◆ **DOKUMENT**:
------------------------------------
Hildegard Wörmer hat die Zeit angehalten: In ihrem Geschäft für Uhren, Schmuck und Optik ist sie auch im gereiften Alter weiter im Einsatz.

Hildegard Wörmer hat die Zeit angehalten: In ihrem Geschäft für Uhren, Schmuck und Optik ist sie auch im gereiften Alter weiter im Einsatz. © Christiane Hildebrand-Stubbe

Hildgard Wörmer ist auch mit 85 Jahren weiter als Uhrmacherin aktiv

rnFamilientradition

Ein Besuch in der Hauptstraße 16 ist eine Zeitreise: zurück in die 1970/80-er Jahre. Auch Geschäftsinhaberin Hildegard Wörmer hat offenbar die Zeit angehalten, ist mit fast 85 weiter aktiv.
------------------------------------
◆ **AUFGABE A**:
Gib die Zeilen der Einträge erneut aus. Beginne bei der Zeile mit "Tag any visible man's hand in the frame.", höre nach dem Ende der Einträge auf und verschiebe dabei jede Koordinate der Begrenzungsrahmen in den Antworten um 79, während Anweisungen und Formatmuster unverändert bleiben.
------------------------------------
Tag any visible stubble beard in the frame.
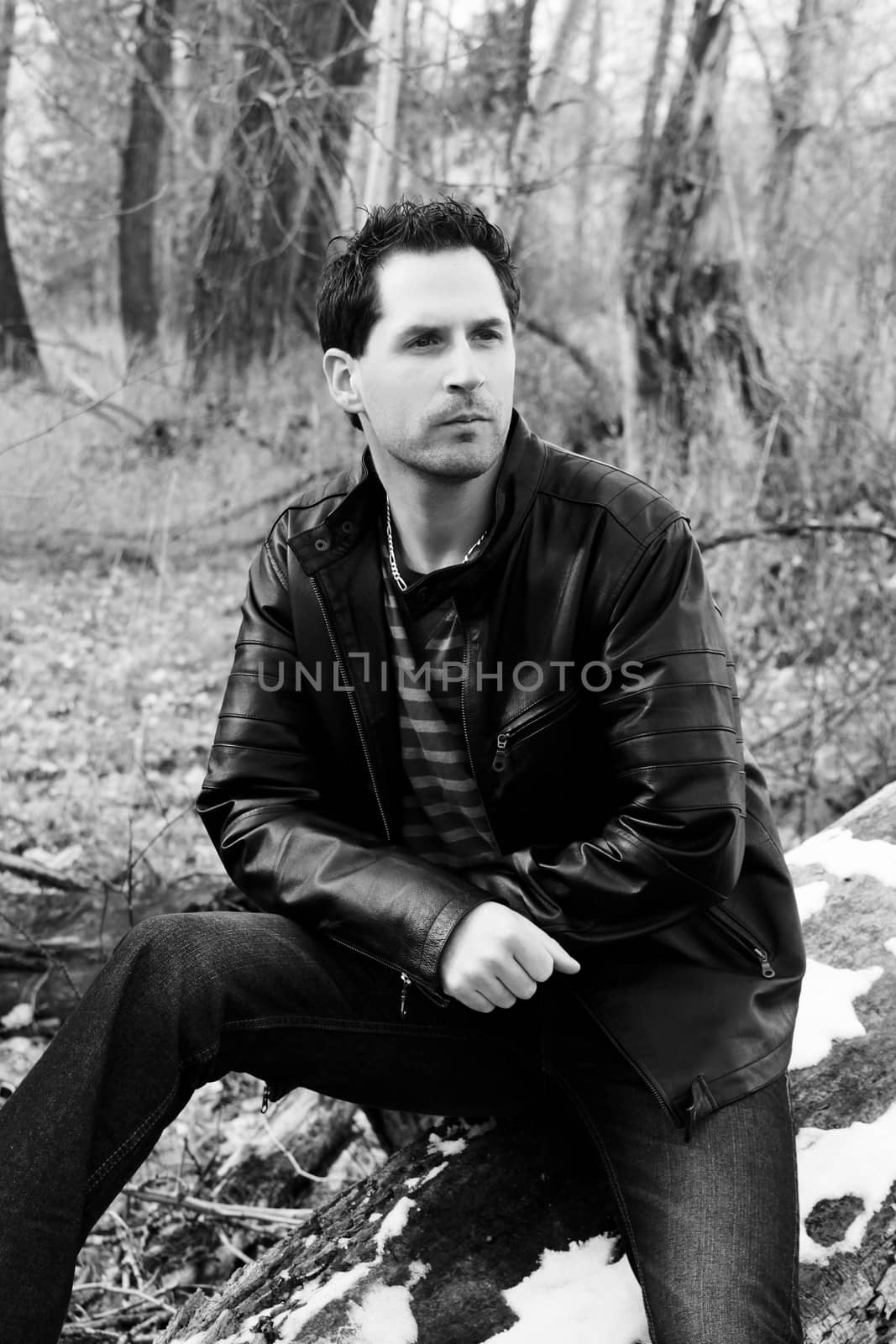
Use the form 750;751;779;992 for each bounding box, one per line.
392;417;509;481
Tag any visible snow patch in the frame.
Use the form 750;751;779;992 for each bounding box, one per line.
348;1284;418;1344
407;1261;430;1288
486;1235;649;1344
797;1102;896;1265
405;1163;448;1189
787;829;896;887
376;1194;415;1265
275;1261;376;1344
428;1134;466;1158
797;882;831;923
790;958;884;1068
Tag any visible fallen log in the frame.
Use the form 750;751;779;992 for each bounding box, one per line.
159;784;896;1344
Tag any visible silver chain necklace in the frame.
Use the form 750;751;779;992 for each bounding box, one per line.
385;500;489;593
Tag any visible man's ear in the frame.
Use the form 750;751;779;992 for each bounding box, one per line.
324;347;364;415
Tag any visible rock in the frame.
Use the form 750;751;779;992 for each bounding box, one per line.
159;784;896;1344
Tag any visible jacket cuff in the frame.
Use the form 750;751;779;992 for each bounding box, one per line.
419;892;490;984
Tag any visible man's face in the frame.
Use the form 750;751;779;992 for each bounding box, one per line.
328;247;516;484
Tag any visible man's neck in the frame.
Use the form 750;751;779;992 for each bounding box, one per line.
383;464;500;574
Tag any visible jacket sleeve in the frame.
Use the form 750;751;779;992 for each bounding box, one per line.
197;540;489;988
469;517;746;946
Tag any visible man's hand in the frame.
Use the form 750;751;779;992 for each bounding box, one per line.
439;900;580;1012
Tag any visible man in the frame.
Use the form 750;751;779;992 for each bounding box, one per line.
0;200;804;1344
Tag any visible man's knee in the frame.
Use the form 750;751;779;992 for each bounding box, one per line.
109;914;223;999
------------------------------------
◆ **AUFGABE B**:
Halte aus dem Text über Hildegard Wörmer den Abschnitt wortgetreu fest: Beginne bei den Worten "rnFamilientradition" und höre nach den Worten "85 weiter aktiv." auf.

◆ **ERWARTETE AUSGABE A**:
Tag any visible man's hand in the frame.
Use the form 750;751;779;992 for each bounding box, one per line.
518;979;659;1091
Tag any visible man in the frame.
Use the form 750;751;779;992 for each bounding box, one per line.
79;279;883;1423
Tag any visible man's knee in the frame.
Use the form 750;751;779;992 for each bounding box, one per line.
188;993;302;1078

◆ **ERWARTETE AUSGABE B**:
rnFamilientradition

Ein Besuch in der Hauptstraße 16 ist eine Zeitreise: zurück in die 1970/80-er Jahre. Auch Geschäftsinhaberin Hildegard Wörmer hat offenbar die Zeit angehalten, ist mit fast 85 weiter aktiv.